──────── Records for this exercise ────────
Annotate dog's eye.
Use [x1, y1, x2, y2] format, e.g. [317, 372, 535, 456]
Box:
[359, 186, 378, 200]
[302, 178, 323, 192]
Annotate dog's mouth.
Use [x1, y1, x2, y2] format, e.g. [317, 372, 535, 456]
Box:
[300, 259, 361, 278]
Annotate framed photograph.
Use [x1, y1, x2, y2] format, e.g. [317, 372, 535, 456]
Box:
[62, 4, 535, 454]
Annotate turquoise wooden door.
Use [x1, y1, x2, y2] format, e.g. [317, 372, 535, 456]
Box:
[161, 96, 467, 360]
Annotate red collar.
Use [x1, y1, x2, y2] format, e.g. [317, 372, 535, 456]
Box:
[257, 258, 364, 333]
────────
──────── Records for this exercise ────────
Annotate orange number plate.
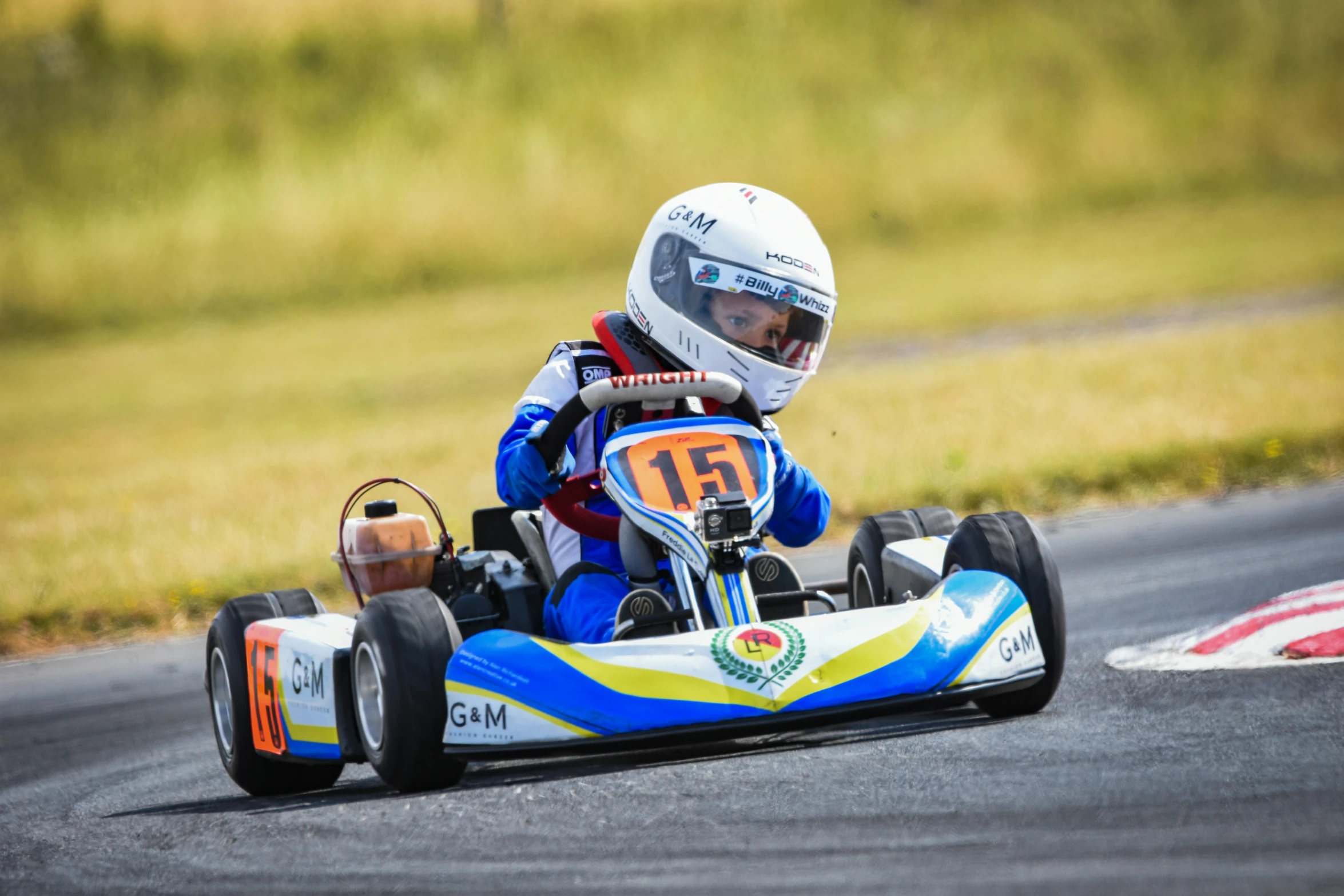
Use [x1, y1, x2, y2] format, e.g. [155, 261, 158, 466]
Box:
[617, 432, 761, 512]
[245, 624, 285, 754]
────────
■ Objective ■
Rewrite the records from the line with "Annotate dog's eye." through the line with "[62, 4, 535, 454]", changing "Annotate" to "Outline" and keeping everything else the same.

■ Answer to this exercise ■
Outline dog's eye.
Use [x1, y1, x2, y2] format, e.g. [317, 372, 535, 456]
Box:
[359, 186, 378, 200]
[302, 178, 323, 192]
Outline dog's mouth.
Use [x1, y1, x2, y2] format, e.g. [317, 372, 535, 456]
Box:
[300, 259, 361, 278]
Outline framed photograph.
Use [x1, y1, x2, y2] format, e.g. [317, 372, 535, 456]
Box:
[62, 4, 535, 454]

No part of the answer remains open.